Passage to read Block Start

Street in Toronto, Ontario, Canada

Draper Street is a street in downtown Toronto, Ontario, Canada. It is a north–south street located to the west of Spadina Avenue, from Front Street West north to Wellington Street. Draper Street is notable for its collection of 28 nineteenth-century row cottages of the Second Empire style. They were designated by the City of Toronto government in the 1990s to have heritage status. The entire street is designated as a Heritage Conservation District as a way to preserve its heritage for posterity.

The street is named after William Henry Draper, a lawyer, judge, and politician in Upper Canada, which became Canada West. The street was laid out in an 1856 plan of subdivision by J. Stoughton Dennis, on lands that were part of the 1794 Garrison Reserve. Draper and Charles Jones are listed as the property owners of the lots to be subdivided for development. The street is narrow, at 32 ft wide. The lots are all 88 ft deep and vary in width from 22 ft to 32 ft wide.

Passage to read Block End
Entries shown Block Start

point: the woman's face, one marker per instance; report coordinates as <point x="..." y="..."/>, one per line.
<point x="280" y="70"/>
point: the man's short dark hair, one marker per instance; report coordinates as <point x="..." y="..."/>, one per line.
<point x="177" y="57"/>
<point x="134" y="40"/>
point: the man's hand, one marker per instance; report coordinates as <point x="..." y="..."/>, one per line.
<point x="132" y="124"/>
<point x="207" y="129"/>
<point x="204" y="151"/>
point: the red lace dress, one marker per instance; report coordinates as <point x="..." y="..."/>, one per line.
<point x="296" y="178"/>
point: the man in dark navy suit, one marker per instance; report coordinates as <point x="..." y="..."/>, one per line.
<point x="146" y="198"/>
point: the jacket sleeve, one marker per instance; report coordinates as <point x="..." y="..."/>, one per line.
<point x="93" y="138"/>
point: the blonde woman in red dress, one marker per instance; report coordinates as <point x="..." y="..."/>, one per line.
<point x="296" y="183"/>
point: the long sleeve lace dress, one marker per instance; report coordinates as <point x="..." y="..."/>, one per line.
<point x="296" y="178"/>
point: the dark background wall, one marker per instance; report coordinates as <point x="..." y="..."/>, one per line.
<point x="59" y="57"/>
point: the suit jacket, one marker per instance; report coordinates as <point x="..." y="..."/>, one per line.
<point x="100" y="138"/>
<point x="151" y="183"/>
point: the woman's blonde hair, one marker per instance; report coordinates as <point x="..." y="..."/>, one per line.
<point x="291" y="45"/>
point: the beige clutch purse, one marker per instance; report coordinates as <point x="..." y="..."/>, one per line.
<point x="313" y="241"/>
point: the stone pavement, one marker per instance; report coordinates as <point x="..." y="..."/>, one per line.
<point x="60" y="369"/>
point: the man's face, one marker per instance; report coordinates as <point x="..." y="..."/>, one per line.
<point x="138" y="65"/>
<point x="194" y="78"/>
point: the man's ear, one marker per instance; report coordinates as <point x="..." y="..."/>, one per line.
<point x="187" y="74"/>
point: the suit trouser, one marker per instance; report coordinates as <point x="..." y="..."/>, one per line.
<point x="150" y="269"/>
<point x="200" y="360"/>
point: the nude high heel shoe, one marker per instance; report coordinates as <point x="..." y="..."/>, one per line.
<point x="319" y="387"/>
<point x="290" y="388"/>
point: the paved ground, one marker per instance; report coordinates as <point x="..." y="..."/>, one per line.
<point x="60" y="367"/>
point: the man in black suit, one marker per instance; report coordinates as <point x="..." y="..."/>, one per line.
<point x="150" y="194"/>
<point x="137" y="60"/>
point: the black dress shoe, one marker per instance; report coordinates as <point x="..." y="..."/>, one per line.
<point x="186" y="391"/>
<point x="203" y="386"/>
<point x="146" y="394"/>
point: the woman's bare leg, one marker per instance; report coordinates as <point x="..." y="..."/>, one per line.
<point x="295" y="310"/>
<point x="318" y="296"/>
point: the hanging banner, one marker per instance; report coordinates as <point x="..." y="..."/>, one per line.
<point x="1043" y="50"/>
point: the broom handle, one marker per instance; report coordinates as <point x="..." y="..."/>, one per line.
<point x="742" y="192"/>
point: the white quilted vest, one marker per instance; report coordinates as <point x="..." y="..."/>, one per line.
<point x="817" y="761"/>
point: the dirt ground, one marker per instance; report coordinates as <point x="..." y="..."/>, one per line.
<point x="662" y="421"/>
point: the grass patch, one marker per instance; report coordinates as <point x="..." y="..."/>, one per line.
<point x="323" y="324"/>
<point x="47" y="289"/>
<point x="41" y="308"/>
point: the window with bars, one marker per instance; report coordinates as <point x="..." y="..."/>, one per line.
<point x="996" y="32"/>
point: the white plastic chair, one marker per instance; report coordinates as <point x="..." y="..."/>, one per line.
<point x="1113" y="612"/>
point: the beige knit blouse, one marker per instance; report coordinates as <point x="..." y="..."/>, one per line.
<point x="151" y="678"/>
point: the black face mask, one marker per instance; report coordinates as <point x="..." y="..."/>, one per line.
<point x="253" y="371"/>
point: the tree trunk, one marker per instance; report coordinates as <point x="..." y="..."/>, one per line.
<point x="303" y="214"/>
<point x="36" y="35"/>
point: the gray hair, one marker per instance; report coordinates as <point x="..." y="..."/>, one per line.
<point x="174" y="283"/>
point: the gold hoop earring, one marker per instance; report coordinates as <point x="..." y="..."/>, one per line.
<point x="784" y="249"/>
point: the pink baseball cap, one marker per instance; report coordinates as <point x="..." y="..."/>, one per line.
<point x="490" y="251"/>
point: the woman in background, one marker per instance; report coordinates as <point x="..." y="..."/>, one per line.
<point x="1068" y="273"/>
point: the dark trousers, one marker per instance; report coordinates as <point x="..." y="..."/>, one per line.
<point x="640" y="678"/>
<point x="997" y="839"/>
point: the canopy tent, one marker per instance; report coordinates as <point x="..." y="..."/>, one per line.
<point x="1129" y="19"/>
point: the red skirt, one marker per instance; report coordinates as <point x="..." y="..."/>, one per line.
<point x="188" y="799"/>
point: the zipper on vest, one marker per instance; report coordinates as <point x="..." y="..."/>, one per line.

Entries shown Block End

◆ **Explore the material**:
1. Set down, word for word, the part of the Draper Street passage between "The street is named" and "to 32 ft wide.", inclusive.
2. Resume the passage about Draper Street, going on after its final sentence.

◆ **Numbered answers**:
1.
The street is named after William Henry Draper, a lawyer, judge, and politician in Upper Canada, which became Canada West. The street was laid out in an 1856 plan of subdivision by J. Stoughton Dennis, on lands that were part of the 1794 Garrison Reserve. Draper and Charles Jones are listed as the property owners of the lots to be subdivided for development. The street is narrow, at 32 ft wide. The lots are all 88 ft deep and vary in width from 22 ft to 32 ft wide.

2.
Construction did not begin immediately after the subdividing of the properties. In 1857, an economic depression started, which may have delayed construction. The one-and-a-half-storey cottages were built from 1881 to 1889 by developer Jonathan Madell. First, seven cottages were built on the east side of the street in 1881, and four cottages on the west side from 1881–l to 1882 that were designed by architect J. A. Fowler. In 1886, two houses were built on the corners of Draper Street and Front Street West. In 1889, the row cottages of #20–32 were built on the west side of the street.

In 1997, the residents of Draper Street requested the Board of Heritage Toronto to designate the properties under the Ontario Heritage Act. The board voted to designate the properties, and Toronto City Council approved the designation on February 4, 1999, under By-law 026-99. Of the original cottages, #19 and #21 had been torn down, #27 had its facade replaced, and #29 had its facade remodelled. The two houses on the northwest corner of Front and Draper were torn down to make a commercial building facing on Front.

The areas to the north and the east of the street are the site of redevelopment. The condominium project "The Well" now exists on the industrial lands to the east that used to be home to The Globe and Mails headquarters. A vacant lot on Draper Street was converted into a parkette connecting to the project lands. A 16-storey condominium is proposed for the corner of Wellington Street West and Draper.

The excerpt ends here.